(Excerpts of pointing data)
________
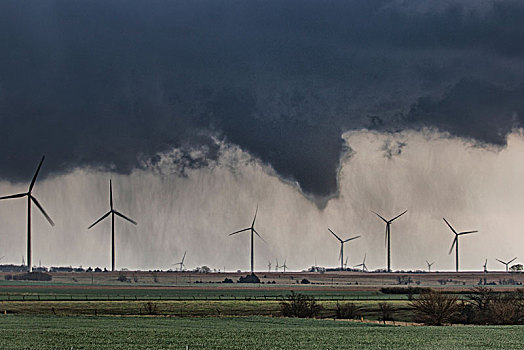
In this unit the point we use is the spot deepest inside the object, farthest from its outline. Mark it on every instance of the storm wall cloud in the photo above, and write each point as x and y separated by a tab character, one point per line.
105	84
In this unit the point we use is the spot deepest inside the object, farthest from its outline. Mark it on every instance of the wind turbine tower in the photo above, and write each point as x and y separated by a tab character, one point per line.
181	263
455	241
388	234
364	267
341	256
506	263
112	212
253	232
31	198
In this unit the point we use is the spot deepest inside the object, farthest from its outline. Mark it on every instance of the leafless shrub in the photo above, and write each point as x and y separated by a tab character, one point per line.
300	305
435	308
386	311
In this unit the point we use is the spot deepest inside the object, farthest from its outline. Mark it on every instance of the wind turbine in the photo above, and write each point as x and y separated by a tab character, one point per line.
506	263
455	242
181	263
342	247
31	198
112	212
364	267
253	232
284	266
388	234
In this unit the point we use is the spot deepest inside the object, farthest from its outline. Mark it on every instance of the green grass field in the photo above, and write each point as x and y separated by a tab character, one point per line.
51	332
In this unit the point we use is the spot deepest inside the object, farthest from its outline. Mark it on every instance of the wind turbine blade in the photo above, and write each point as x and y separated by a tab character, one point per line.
452	245
36	174
379	216
42	210
396	217
259	236
466	232
102	218
350	239
18	195
452	229
110	194
334	234
256	211
234	233
125	217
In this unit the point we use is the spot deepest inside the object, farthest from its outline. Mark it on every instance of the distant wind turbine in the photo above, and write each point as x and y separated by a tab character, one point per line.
388	234
506	263
364	267
455	241
341	256
253	232
31	198
181	263
284	266
112	212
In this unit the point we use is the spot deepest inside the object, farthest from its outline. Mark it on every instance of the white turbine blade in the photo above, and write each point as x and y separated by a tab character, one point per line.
36	174
18	195
350	239
42	210
467	232
399	215
234	233
451	227
379	216
102	218
334	234
259	236
452	245
256	211
125	217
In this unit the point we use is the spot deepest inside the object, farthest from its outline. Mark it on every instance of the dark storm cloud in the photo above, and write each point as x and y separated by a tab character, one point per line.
103	84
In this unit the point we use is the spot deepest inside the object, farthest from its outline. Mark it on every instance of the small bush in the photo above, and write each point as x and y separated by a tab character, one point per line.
348	311
300	305
435	308
150	308
386	311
________
**Exercise requirements:** Return the entries unchanged, save for the pictures, which do not belong in the copy.

**Task output:**
In this unit the point we use is the spot deepest inside the object, farthest from its outline. Mark it on every instance of the storm wall cloud in the photo above, and write each point as x and y separated by a tab character, one point per line.
105	84
In this unit the point we use is the spot deepest inside the object, farthest from its outline. Mark it on every instance of the wind turbine tower in the photo above, and write each point as x and y separated by a tab character, one point per line.
181	263
455	241
388	234
364	267
341	256
506	263
112	212
253	232
31	198
In this unit the point we use is the spot deepest inside the object, farthest from its outline. Mark it on every instance of the leafless shrub in the photo above, and write each point as x and y separated by a tab character, one point per line.
300	305
435	308
386	311
In this unit the point we use is the spot deepest inside the object, farthest from its outline. Mark it on every instance of the wind turbine in the photo above, and write each point as x and y separated by a tab character, one point per line.
506	263
455	242
181	263
342	247
31	198
112	212
364	267
253	232
284	266
388	234
In this unit the point we use is the spot deepest inside the object, farthest from its outline. Mark it on every instance of the green grass field in the photo above, and write each point as x and y separated by a tab character, one point per line.
51	332
In this unit the point we use is the spot deepest inside the object, farthest from its outline. Mark it on every instance of the wind turbine blade in the photo above, and write each point as x and y separated by a tab character, one point per line.
452	245
36	174
379	216
42	210
396	217
259	236
466	232
102	218
350	239
18	195
452	229
110	194
334	234
256	211
234	233
125	217
In this unit the point we use is the spot deepest inside the object, farthest from its outline. Mark it on every instance of the distant wind turbine in the photo above, and write each point as x and y separated by a tab character, one point per line.
388	234
506	263
364	267
455	241
341	256
253	232
31	198
181	263
284	266
112	212
In this unit the point we use is the spot deepest inside the object, farthest from its outline. Mark it on every instance of the white turbine blade in the photo above, and write each point as x and y separated by a tab character, one point per line.
36	174
18	195
350	239
42	210
467	232
399	215
234	233
451	227
379	216
102	218
334	234
259	236
452	245
256	211
125	217
In this unit the point we use is the spot deepest inside the object, farthest from its outline. Mark it on every instance of the dark storm cloud in the photo above, and write each point as x and y separated by a tab character, one point per line.
103	84
In this unit the point we use is the spot deepest inside the object, farthest from its outline. Mark it on every instance of the small bush in the photo above, and write each point as x and y separated by a tab character, one point per line.
348	311
300	305
435	308
150	308
386	311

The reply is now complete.